— WRITTEN PROBLEM —
Copy out each of the lines below without changing anything.

--- THE DATA ---

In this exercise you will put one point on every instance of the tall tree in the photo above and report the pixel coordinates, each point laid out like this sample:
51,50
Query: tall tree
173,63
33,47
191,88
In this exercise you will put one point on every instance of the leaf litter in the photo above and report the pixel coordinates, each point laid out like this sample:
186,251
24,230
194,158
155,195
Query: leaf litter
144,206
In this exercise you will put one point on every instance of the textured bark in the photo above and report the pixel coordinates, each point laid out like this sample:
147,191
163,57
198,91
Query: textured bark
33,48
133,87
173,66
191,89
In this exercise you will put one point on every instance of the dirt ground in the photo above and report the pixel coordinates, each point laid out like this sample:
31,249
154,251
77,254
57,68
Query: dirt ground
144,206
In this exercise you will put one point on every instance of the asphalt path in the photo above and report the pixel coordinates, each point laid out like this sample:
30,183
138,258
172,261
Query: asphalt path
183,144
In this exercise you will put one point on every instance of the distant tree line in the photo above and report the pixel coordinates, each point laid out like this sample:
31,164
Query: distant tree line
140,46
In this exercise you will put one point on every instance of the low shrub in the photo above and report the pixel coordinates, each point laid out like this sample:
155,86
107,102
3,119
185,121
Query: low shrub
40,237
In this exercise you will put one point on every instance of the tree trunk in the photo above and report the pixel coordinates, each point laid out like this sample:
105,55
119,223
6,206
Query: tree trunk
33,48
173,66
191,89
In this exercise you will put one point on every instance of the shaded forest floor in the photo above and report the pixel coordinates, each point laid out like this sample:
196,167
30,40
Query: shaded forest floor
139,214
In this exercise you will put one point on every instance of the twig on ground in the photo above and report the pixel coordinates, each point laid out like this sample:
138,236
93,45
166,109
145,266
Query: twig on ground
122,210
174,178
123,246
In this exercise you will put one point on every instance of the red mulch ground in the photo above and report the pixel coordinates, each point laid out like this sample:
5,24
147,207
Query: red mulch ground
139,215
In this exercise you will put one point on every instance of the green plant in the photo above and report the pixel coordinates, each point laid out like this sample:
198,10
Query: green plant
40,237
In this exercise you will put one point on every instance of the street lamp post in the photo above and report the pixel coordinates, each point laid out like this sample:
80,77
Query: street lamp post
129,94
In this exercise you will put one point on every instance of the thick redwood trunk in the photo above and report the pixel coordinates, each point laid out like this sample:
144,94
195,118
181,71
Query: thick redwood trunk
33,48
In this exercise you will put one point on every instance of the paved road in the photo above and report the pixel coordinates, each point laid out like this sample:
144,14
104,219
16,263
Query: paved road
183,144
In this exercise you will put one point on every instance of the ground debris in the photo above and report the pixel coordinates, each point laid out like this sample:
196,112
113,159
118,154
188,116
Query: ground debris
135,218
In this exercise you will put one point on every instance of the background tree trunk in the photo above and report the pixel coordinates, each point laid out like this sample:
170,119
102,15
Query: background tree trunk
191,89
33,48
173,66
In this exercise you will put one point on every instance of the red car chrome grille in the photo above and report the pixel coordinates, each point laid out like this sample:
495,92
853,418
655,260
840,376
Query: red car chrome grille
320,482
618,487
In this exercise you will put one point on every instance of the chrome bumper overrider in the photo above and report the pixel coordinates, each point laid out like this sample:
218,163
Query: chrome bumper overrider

---

— SOLUTION FOR THIS PROBLEM —
In this exercise you will put one point on every instance of the tall tree in the photo above and report the pixel coordinates, each point laid out like this sample:
51,50
Query: tall tree
173,63
33,47
191,88
In this exercise you will put one point on every instance of the leaf litter in the photo above and report the pixel coordinates, each point laid out like this sample:
186,251
24,230
194,158
155,195
Query: leaf litter
144,206
In this exercise you will put one point on every instance of the textured bark in the photo above and report the pixel coordinates, each point laid out like this sample:
147,191
163,57
198,91
Query: textured bark
33,48
133,87
173,66
191,89
In this exercise you will put one point on every instance of the dirt ground in the photo above and report the pixel coordinates, each point laid out like this sample:
31,249
154,251
77,254
57,68
Query: dirt ground
144,206
In this exercise you will put one point on every instance of the asphalt path in the photo above and report the pixel coordinates, each point laid out like this sample:
30,183
138,258
172,261
Query: asphalt path
183,144
In this exercise you will put one point on every instance of the distant tree line in the photo above and report the pixel coordinates, each point laid out like this sample:
31,164
Query: distant tree line
140,46
In this exercise you will put one point on every instance of the low shrub in the photo above and report the pixel coordinates, each point laid out like this sample:
155,86
107,102
3,119
185,121
Query: low shrub
40,237
In this exercise you will put one point on every instance of the tree trunk in the photo above and report the pixel coordinates, each point laid out like this sample:
105,55
119,223
6,206
Query: tree trunk
33,48
173,66
191,89
In this exercise you will put one point on every instance of the shaded forest floor in the photo above and report the pixel coordinates, each point laid out like this sample:
196,167
30,40
Query: shaded forest floor
139,214
In this exercise you will put one point on every instance of the twig on ground in the photo above and report the pixel coordinates, each point laid out like this sample:
138,236
93,45
166,109
145,266
Query: twig on ground
122,210
174,178
123,246
In this exercise you will put one point on every instance of the red mulch ground in the photo above and report the pixel coordinates, each point laid out like this sample:
5,24
147,207
Query: red mulch ground
139,215
In this exercise you will put one point on every instance of the green plant in the photo above and report the pixel coordinates, each point laid out like this sample:
198,10
Query: green plant
40,237
In this exercise you will put one point on every instance of the street lamp post in the photo above and report the pixel coordinates, each point laid out like this sample:
80,77
Query: street lamp post
129,94
In this exercise you will put one point on every instance of the thick redwood trunk in the photo above and report the pixel coordinates, each point laid out like this sample:
144,94
195,118
181,71
Query: thick redwood trunk
33,48
In this exercise you will put one point on every instance of the paved road in the photo above and report the pixel coordinates, each point laid out like this sample:
144,14
104,219
16,263
Query: paved road
183,144
In this exercise you will put one point on every instance of the ground debris in the photo above and report the pixel coordinates, each point laid out like this sample:
196,112
113,159
118,154
188,116
Query: ground debris
135,218
In this exercise you will put one point on every instance of the background tree trunk in the photo above and report the pixel coordinates, each point laid out like this sample:
170,119
102,15
Query: background tree trunk
191,89
33,48
173,66
In this exercise you will put one point on every instance of the red car chrome grille in the photo above and report the pixel coordinates, each point laid out like this sample:
495,92
853,418
655,260
840,376
Query: red car chrome grille
320,482
618,487
In this exercise you will put one point on every instance of the chrome bumper overrider in the photo above and report the pixel coordinates, each point laid out like this sample:
218,163
Query: chrome bumper overrider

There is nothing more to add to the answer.